This story appeared in the St. Louis edition of the Jan./Feb. ESPN RISE Magazine.
Hallie Stupp had some unfinished business to take care of.
She had just placed second in the 200 individual medley at last year's Missouri state swimming meet. And although she had shaved more than two seconds off her preliminary time, she thought she could have done even more to win the race. That fueled her motivation going into her next event, the 100 butterfly. She felt she could outdo her prelim time again, and she believed her first state title was within reach.
She was absolutely right. Then a junior at MICDS (St. Louis, Mo.), Stupp took control of the race from the get-go and won by nearly a full second in 54.95. Not only had she chopped more than 1.5 seconds off her prelim time, she had cut more than three-tenths of a second off the state record.
"I didn't even know what the state record was," says Stupp, now a senior. "Mentally, I really wanted it, and I wasn't going to give it up to anybody else."
Stupp owed the victory as much to her ultra-competitive nature as to her exceptional talent. Whether it's playing Monopoly with her family or pushing herself in the pool, Stupp never wants to lose.
"I knew she was (competitive) from the start," says Stupp's older sister Julie, "because when we would play FIFA and Mario Kart on Nintendo, she would get so mad about losing."
That mentality helped propel Stupp into the elite class of swimming recruits, and she signed with Arizona in November. In doing so, she continued her family's Division I college athletics legacy. Her father, John, was a golfer at Lehigh and her mother, Julie, played field hockey at Missouri. Her sister Nora, 25, was a swimmer at Duke, her sister Julie, 23, swam at Auburn and Arizona, and her brother Johnny, 22, plays water polo at Bucknell. Her brother Tommy, 14, plays water polo, soccer and football.
Hallie learned to swim when she was 3 years old, joining Nora and Julie in the pool whenever possible. At 6, she joined her first club team, Clayton Shaw Park Swimming.
"She wanted to be as good as us, if not beat us," Julie recalls. "She still teases me all the time. She's like, 'I can beat you.'"
When she was in middle school, Stupp switched to her current club team, Parkway Swim Club. She also began playing field hockey and running track, both of which she competed in as a freshman at MICDS.

**Supplied information:**
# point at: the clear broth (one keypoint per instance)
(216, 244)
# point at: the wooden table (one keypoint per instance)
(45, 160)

**The problem:** Extend the profile of swimmer Hallie Stupp, picking up right after its last sentence about her freshman year at MICDS.

**Response below:**
That was the same year the Missouri State High School Activities Association started allowing dual participation for swimmers, giving them the chance to compete with their club and high school teams. As a sophomore, Stupp decided to drop field hockey and track and tackle both club and high school swimming.
"My sisters never got the opportunity to swim in high school, so they encouraged me to do it," Stupp says. "I figured I would just try it and see if I liked it. I enjoyed it."
She excelled as a sophomore, scoring a second-place finish in the 100 fly and a third-place result in the 200 IM at the state meet to earn All-Metro first team honors from the St. Louis Post-Dispatch.
As a junior, she led MICDS to an undefeated regular season, an MWAA conference title and a fourth-place state finish to again nab a spot on the Post-Dispatch All-Metro first team. In addition to her performances in the 200 IM and the 100 fly at states, she helped the 200 medley relay team take third and the 400 free relay squad take fourth.
"She's always had four really good strokes," says MICDS coach Kristen Kaiser, a former swimmer at Utah who swam with Nora and Julie growing up and has known Hallie almost all her life. "She pays attention to detail, which is great, especially for a sprinter like a 100 flyer. Swimming at Arizona will only enhance everything that she's built to this point."
This season, Stupp is involved with her club and high school teams for the third consecutive year. While she's looking to improve her breaststroke, she's also lifting weights to get stronger and working on getting a better jump off the starting block.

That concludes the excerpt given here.